■ **Extrait du document**
|---|
4) Par courriel du 14 juillet 2021, les fichiers DWG nécessaires aux simulations d’éclairage ont été transmis à tous les soumissionnaires.

5) a. A______ a déposé son offre complémentaire le 22 juillet 2021.

En fin de soumission, les neuf fiches techniques d’une page étaient remplacées par un engagement de garantie, un document technique de trente-sept pages, comprenant différents calculs, pour la bibliothèque du rez, de trente-sept pages comprenant des calculs pour celle du sous-sol, de trente-six pages pour le couloir, de trente-six pages pour le hall, d’un rapport du test du fabricant de seize pages accompagné d’un rapport d’essai commandé chez un laboratoire suisse pour un autre luminaire.

Un document mentionnait qu’en cas d’adjudication et de demande, il était possible de certifier tout le luminaire dans un laboratoire suisse pour la norme IEC62471 (LEDS + Diffuseurs + composants).
|---|
■ **Données fournies**
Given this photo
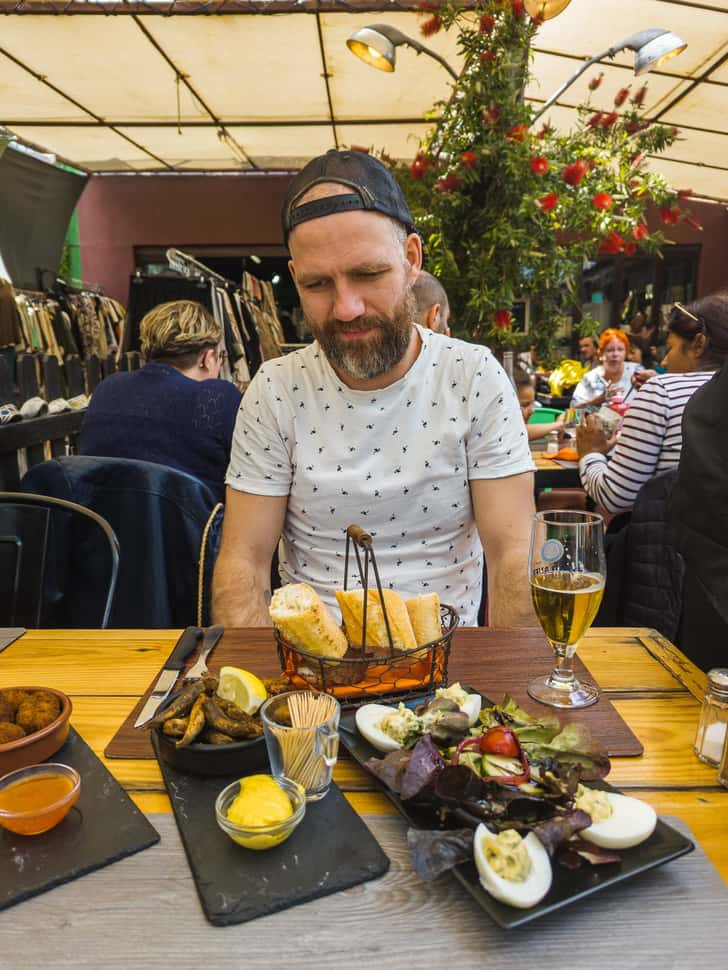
|---|
■ **Problèmes et exercices**
• A. Les affirmations suivantes concordent-elles avec l'extrait du document ? Répondez à chacune par oui ou par non et citez mot pour mot le passage décisif.
(i) Les fichiers DWG ont été transmis par courriel le 14 juillet 2021.
(ii) L'offre complémentaire a été déposée le 14 juillet 2021.
(iii) Le document technique pour le couloir comptait trente-sept pages.
• B. Veuillez transcrire tout le passage de l'extrait du document, depuis « 4) Par courriel » jusqu'à « un autre luminaire. ».

■ **Corrigé des exercices**
• A.
(i) Oui : « Par courriel du 14 juillet 2021, les fichiers DWG nécessaires aux simulations d’éclairage ont été transmis à tous les soumissionnaires. »
(ii) Non : « a déposé son offre complémentaire le 22 juillet 2021 »
(iii) Non : « de trente-six pages pour le couloir »

• B.
4) Par courriel du 14 juillet 2021, les fichiers DWG nécessaires aux simulations d’éclairage ont été transmis à tous les soumissionnaires.

5) a. A______ a déposé son offre complémentaire le 22 juillet 2021.

En fin de soumission, les neuf fiches techniques d’une page étaient remplacées par un engagement de garantie, un document technique de trente-sept pages, comprenant différents calculs, pour la bibliothèque du rez, de trente-sept pages comprenant des calculs pour celle du sous-sol, de trente-six pages pour le couloir, de trente-six pages pour le hall, d’un rapport du test du fabricant de seize pages accompagné d’un rapport d’essai commandé chez un laboratoire suisse pour un autre luminaire.